> Jobs:
- a) Can you repeat the Uber forum thread word for word from "As a partner" to "welcome you back."?
- b) Answer these about the Uber forum thread:
(i) What does Uber deliver to people who may want to pet or adopt them?
(ii) What does the writer suggest drafting and sending to Uber?
(iii) Whose name heads the post dated Jan 23, 2016?

> Extract to read:
======
There are many ways to reach out to get support from Uber. Remember: The team want you to succeed! Think about it... If drivers don't feel supported they will drive elsewhere and Uber would be out of business.

One should never disrespect Uber. They have done so much for the community and often without any praise. One example is when they deliver shelter dogs to people who may want to pet/adopt them. It's just one of the many cause that Uber support around the world. They don't ask for attention, they just do it because they care.

As a partner they also care about you. I am shocked when I hear about people talking about Uber in a bad light. Like the saying goes "Don't šhït where you eat".

Respect must be earned. If I were you I would draft an apology letter and send it to Uber. If they see you are truly remorseful I'm sure they welcome you back.

Remember, Uber is just made up of individual people like yourself. They are not as bad as some people make them out to be.


----------



## Father Fred (Jan 23, 2016)

living_the_dream said:


> There are many ways to reach out to get support from Uber. Remember: The team want you to succeed! Think about it... If drivers don't feel supported they will drive elsewhere and Uber would be out of business.
> 
> One should never disrespect Uber. They have done so much for the community and often without any praise.
> 
> Remember, Uber is just made up of individual people like yourself. They are not as bad as some people make them out to be.
======
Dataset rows
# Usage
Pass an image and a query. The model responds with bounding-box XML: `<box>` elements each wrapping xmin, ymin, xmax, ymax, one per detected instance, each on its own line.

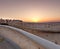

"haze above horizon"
<box><xmin>0</xmin><ymin>0</ymin><xmax>60</xmax><ymax>22</ymax></box>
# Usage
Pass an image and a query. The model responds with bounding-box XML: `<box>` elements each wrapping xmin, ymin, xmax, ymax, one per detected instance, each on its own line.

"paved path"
<box><xmin>0</xmin><ymin>27</ymin><xmax>45</xmax><ymax>49</ymax></box>
<box><xmin>0</xmin><ymin>37</ymin><xmax>16</xmax><ymax>49</ymax></box>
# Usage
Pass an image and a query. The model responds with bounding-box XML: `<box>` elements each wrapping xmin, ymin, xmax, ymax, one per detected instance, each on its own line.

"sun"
<box><xmin>32</xmin><ymin>18</ymin><xmax>39</xmax><ymax>22</ymax></box>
======
> List of solutions:
- a)
As a partner they also care about you. I am shocked when I hear about people talking about Uber in a bad light. Like the saying goes "Don't šhït where you eat".

Respect must be earned. If I were you I would draft an apology letter and send it to Uber. If they see you are truly remorseful I'm sure they welcome you back.

- b)
(i) Shelter dogs.
(ii) An apology letter.
(iii) Father Fred.